WHAT NEEDS TO BE DONE:
In your reply, write out each entry exactly as given.

[INPUT]

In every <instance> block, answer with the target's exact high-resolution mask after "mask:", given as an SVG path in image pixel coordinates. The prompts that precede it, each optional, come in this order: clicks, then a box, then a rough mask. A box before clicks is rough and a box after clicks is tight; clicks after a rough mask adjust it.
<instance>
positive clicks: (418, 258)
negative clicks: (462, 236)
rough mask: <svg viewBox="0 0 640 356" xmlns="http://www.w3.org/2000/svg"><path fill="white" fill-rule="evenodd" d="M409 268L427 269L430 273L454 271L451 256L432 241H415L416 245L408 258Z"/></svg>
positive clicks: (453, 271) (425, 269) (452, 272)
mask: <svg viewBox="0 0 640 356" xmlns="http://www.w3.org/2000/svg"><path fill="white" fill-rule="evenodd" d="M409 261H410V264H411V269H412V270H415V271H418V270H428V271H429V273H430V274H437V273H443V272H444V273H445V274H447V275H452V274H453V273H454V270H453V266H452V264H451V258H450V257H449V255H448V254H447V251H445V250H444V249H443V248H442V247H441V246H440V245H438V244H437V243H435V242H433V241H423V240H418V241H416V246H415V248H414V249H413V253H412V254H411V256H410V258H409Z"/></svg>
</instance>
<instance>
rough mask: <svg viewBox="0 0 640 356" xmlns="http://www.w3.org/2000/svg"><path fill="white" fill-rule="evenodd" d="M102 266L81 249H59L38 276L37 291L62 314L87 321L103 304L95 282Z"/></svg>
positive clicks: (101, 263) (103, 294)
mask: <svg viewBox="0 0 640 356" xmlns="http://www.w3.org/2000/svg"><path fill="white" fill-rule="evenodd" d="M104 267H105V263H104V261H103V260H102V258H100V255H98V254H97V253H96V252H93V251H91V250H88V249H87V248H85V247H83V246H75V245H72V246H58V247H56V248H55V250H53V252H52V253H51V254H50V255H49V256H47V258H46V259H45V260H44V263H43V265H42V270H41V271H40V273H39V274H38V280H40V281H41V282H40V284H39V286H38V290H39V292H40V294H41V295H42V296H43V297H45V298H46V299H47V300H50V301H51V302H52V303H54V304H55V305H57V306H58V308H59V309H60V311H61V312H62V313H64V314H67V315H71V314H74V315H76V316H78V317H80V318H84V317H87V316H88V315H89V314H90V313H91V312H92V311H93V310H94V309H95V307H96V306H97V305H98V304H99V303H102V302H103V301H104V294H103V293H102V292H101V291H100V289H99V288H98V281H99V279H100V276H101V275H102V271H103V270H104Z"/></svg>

[/INPUT]

WRITTEN SOLUTION:
In every <instance> block, answer with the target's exact high-resolution mask after "mask:", given as an SVG path in image pixel coordinates. The prompts that precede it, each optional, come in this order: clicks, then a box, then a rough mask. A box before clicks is rough and a box after clicks is tight; clicks after a rough mask adjust it.
<instance>
positive clicks: (418, 258)
negative clicks: (462, 236)
rough mask: <svg viewBox="0 0 640 356" xmlns="http://www.w3.org/2000/svg"><path fill="white" fill-rule="evenodd" d="M409 268L427 269L430 273L454 271L451 256L432 241H415L416 245L408 258Z"/></svg>
positive clicks: (453, 271) (425, 269) (452, 272)
mask: <svg viewBox="0 0 640 356" xmlns="http://www.w3.org/2000/svg"><path fill="white" fill-rule="evenodd" d="M409 261H410V264H411V269H412V270H415V271H418V270H428V271H429V273H430V274H437V273H443V272H444V273H445V274H447V275H452V274H453V273H454V270H453V266H452V264H451V258H450V257H449V255H448V254H447V251H445V250H444V249H443V248H442V247H441V246H440V245H438V244H437V243H435V242H433V241H423V240H418V241H416V246H415V248H414V249H413V253H412V254H411V256H410V258H409Z"/></svg>
</instance>
<instance>
rough mask: <svg viewBox="0 0 640 356" xmlns="http://www.w3.org/2000/svg"><path fill="white" fill-rule="evenodd" d="M102 266L81 249H59L38 276L37 291L62 314L87 321L103 304L95 282Z"/></svg>
positive clicks: (101, 263) (103, 294)
mask: <svg viewBox="0 0 640 356" xmlns="http://www.w3.org/2000/svg"><path fill="white" fill-rule="evenodd" d="M104 267H105V263H104V261H103V260H102V258H100V255H98V254H97V253H96V252H93V251H91V250H88V249H87V248H85V247H83V246H75V245H72V246H58V247H56V248H55V250H53V252H52V253H51V254H50V255H49V256H47V258H46V259H45V260H44V263H43V265H42V270H41V271H40V273H39V274H38V280H40V281H41V282H40V284H39V286H38V290H39V292H40V294H41V295H42V296H43V297H45V298H46V299H47V300H50V301H51V302H52V303H54V304H55V305H57V306H58V308H59V309H60V311H61V312H62V313H64V314H67V315H71V314H74V315H76V316H78V317H80V318H84V317H87V316H88V315H89V314H90V313H91V312H92V311H93V310H94V309H95V307H96V306H97V305H98V304H99V303H102V302H103V301H104V294H103V293H102V292H101V291H100V289H99V288H98V281H99V279H100V276H101V275H102V271H103V270H104Z"/></svg>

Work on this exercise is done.